▸ SUPPLIED MATERIAL:
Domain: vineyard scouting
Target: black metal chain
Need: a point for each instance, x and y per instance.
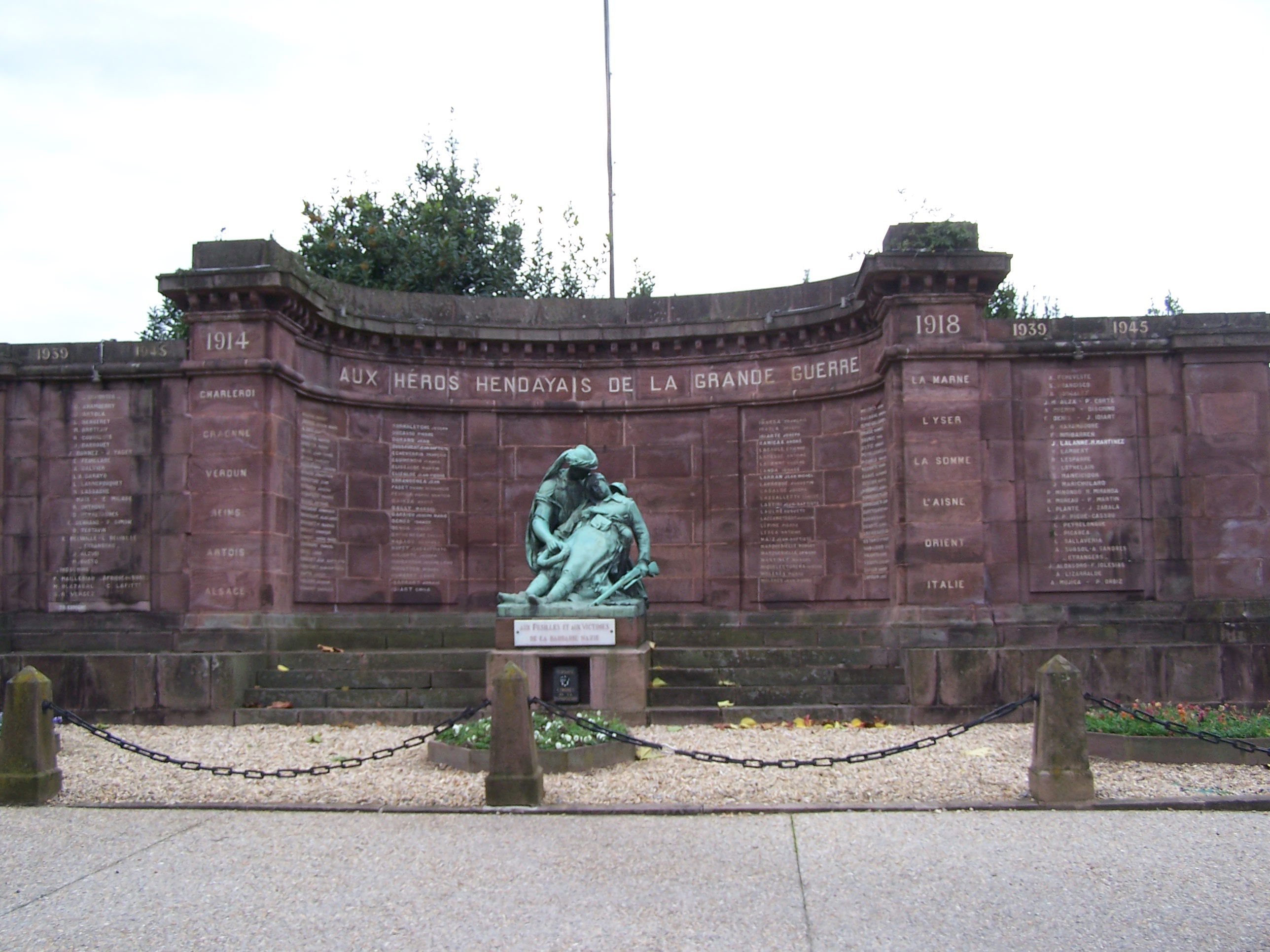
(1178, 728)
(283, 774)
(786, 763)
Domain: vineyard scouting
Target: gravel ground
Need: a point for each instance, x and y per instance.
(988, 763)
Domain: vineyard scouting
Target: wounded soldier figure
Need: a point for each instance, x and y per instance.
(592, 551)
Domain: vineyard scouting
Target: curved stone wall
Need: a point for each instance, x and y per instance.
(865, 452)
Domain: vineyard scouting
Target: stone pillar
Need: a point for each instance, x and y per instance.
(515, 777)
(1059, 772)
(28, 749)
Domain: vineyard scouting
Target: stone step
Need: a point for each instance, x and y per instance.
(780, 695)
(370, 639)
(432, 659)
(393, 716)
(371, 678)
(891, 714)
(773, 636)
(753, 676)
(366, 697)
(773, 657)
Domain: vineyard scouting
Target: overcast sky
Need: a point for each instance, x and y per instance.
(1119, 150)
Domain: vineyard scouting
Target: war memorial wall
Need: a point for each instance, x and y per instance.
(859, 461)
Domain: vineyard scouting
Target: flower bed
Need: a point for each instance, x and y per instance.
(1222, 720)
(1122, 737)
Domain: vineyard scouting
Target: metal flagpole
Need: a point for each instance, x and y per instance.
(609, 117)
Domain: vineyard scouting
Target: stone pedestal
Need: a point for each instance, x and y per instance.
(614, 678)
(515, 776)
(28, 749)
(1059, 771)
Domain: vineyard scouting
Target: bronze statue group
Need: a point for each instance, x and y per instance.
(579, 536)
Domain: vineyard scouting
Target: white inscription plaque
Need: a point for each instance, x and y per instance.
(564, 633)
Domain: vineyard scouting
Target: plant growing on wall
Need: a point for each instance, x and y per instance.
(1171, 306)
(1008, 304)
(166, 322)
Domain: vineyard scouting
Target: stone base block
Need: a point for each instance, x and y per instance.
(515, 791)
(30, 788)
(616, 678)
(1061, 786)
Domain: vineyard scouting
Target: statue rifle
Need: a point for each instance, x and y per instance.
(634, 576)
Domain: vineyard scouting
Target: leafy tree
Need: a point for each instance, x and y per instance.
(445, 235)
(442, 235)
(1171, 306)
(166, 322)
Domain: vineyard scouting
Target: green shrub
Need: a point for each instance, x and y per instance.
(552, 733)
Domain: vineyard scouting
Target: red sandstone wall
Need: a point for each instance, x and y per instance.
(934, 461)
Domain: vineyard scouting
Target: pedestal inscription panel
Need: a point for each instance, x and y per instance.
(789, 492)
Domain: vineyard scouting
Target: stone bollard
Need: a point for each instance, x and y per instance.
(28, 749)
(1059, 772)
(515, 777)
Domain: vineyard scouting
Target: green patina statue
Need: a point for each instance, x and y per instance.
(579, 536)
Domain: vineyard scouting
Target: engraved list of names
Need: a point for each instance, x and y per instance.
(788, 495)
(102, 555)
(420, 510)
(1083, 495)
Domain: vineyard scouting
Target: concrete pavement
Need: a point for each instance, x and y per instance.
(232, 880)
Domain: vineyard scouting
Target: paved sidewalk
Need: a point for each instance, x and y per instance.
(280, 882)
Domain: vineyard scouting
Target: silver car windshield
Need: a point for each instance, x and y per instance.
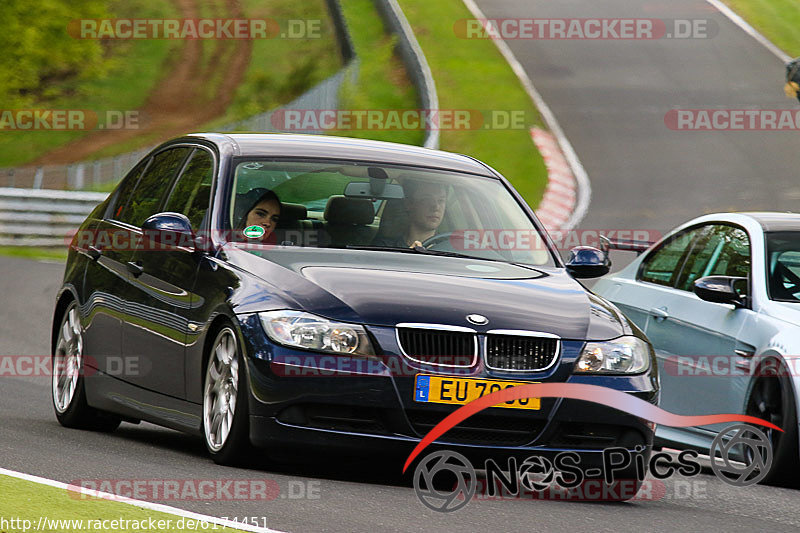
(382, 208)
(783, 255)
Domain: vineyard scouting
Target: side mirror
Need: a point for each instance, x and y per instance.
(169, 230)
(719, 289)
(587, 262)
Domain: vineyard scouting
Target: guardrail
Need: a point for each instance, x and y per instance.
(31, 217)
(415, 62)
(79, 175)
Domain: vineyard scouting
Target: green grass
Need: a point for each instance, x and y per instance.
(134, 68)
(26, 500)
(382, 81)
(778, 20)
(281, 69)
(473, 75)
(48, 254)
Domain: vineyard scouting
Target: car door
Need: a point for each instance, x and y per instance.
(106, 279)
(152, 334)
(696, 338)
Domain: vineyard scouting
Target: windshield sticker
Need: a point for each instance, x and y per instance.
(253, 232)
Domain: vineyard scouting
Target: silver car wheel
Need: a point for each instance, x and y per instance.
(67, 360)
(221, 388)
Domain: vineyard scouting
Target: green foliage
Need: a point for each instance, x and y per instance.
(38, 50)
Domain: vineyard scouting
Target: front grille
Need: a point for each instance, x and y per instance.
(438, 347)
(512, 352)
(481, 429)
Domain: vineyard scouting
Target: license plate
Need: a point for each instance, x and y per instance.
(459, 391)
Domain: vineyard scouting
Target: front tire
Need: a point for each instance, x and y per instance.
(68, 390)
(225, 414)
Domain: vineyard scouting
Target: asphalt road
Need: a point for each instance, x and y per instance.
(610, 98)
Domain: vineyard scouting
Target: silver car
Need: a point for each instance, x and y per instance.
(719, 298)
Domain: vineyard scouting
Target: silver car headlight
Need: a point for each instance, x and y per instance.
(298, 329)
(625, 355)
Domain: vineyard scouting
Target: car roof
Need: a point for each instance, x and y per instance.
(330, 147)
(775, 221)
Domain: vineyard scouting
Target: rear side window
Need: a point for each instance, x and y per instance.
(192, 192)
(152, 187)
(664, 264)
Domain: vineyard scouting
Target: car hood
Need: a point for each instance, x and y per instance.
(385, 289)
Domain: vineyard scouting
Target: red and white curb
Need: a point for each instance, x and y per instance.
(560, 195)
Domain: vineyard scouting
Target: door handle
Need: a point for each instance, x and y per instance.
(135, 268)
(94, 252)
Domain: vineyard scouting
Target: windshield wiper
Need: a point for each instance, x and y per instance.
(427, 251)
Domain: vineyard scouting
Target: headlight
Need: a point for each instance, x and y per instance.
(625, 355)
(310, 332)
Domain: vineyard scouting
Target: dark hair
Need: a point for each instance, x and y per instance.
(252, 198)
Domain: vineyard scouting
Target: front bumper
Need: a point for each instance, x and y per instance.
(300, 399)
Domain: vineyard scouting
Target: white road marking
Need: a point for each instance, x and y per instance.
(743, 24)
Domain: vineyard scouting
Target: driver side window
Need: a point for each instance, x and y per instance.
(663, 266)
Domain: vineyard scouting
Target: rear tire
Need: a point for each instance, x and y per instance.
(772, 399)
(68, 390)
(226, 426)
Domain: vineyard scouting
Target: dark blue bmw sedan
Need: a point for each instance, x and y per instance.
(285, 290)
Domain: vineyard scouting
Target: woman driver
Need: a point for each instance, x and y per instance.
(265, 211)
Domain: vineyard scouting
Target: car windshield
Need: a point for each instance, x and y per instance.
(384, 208)
(783, 256)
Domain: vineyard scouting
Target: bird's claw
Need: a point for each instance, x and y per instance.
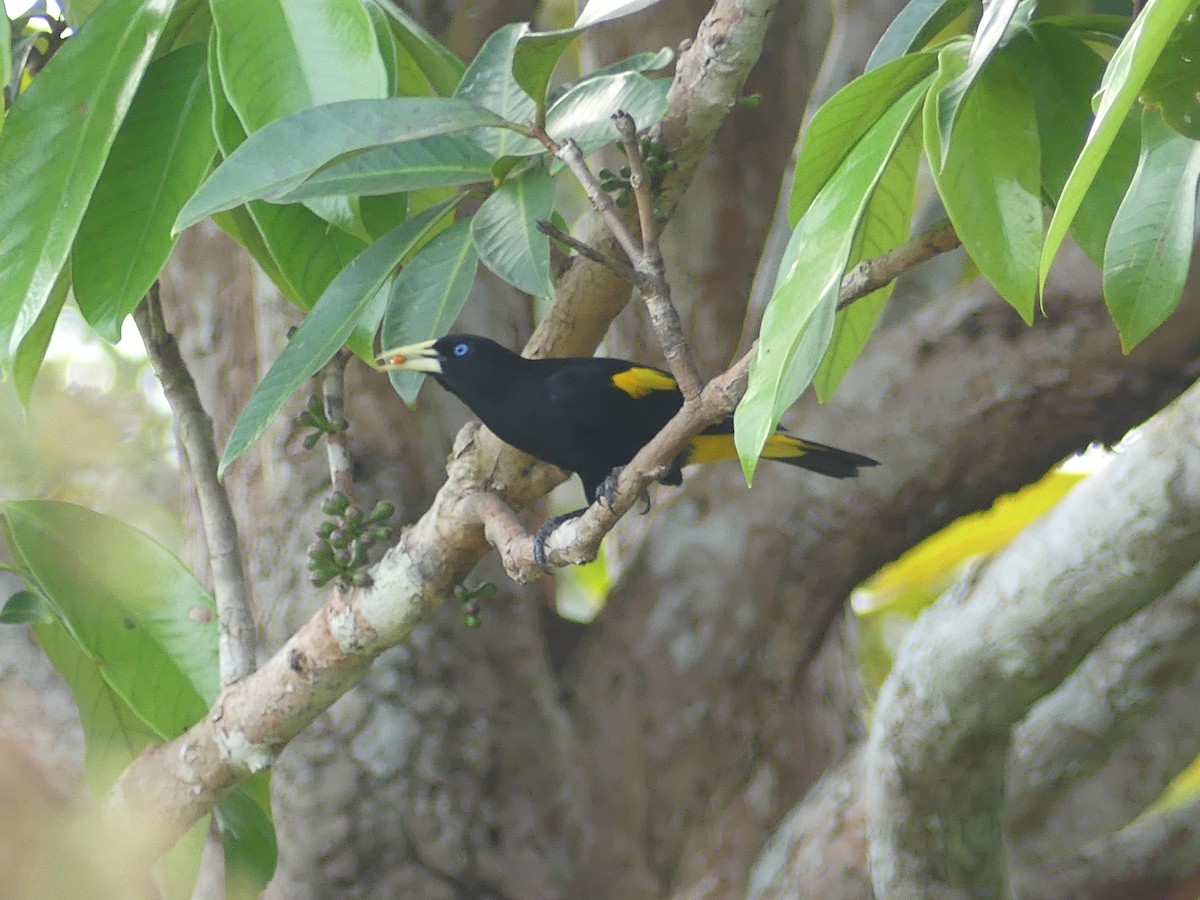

▸ REQUIRED TASK:
Starting at the beginning of the rows and ending at the line that contains "(1122, 737)", write those lines out again with "stone" swapped for "granite" and everything else left unchanged. Leave the pictures out.

▸ RESULT OF THIS TASK:
Domain: vineyard scouting
Target: black metal chain
Need: a point for each instance, x and y per instance.
(1178, 728)
(283, 774)
(786, 763)
Domain: vineyard scouting
Target: gravel ground
Need: a point for each instance, x and y per instance.
(988, 763)
Domain: vineyard scouting
Target: wounded soldier figure
Need: a point for each instance, x and y per instance.
(592, 551)
Domain: vineyard scouting
Target: curved granite wall
Need: a point for each instance, x and y per instance.
(865, 452)
Domain: vineyard scouting
Target: granite pillar
Need: a point for each instance, x and y per instance.
(515, 777)
(1059, 772)
(28, 749)
Domain: vineyard scouting
Target: granite step
Need: a point for each instance, x and y per instance.
(780, 695)
(370, 639)
(432, 659)
(393, 716)
(371, 678)
(891, 714)
(773, 636)
(753, 676)
(366, 697)
(773, 657)
Domain: vineyard scouting
Target: overcast sky
Need: a point for each instance, x and y per instance.
(1119, 150)
Domain: vineyard scouting
Target: war memorial wall
Need: a point for each instance, x and y per instance.
(859, 461)
Domain: vineyard scouting
Target: flower bed
Need: a point for each instance, x and y per instance.
(1222, 720)
(1122, 737)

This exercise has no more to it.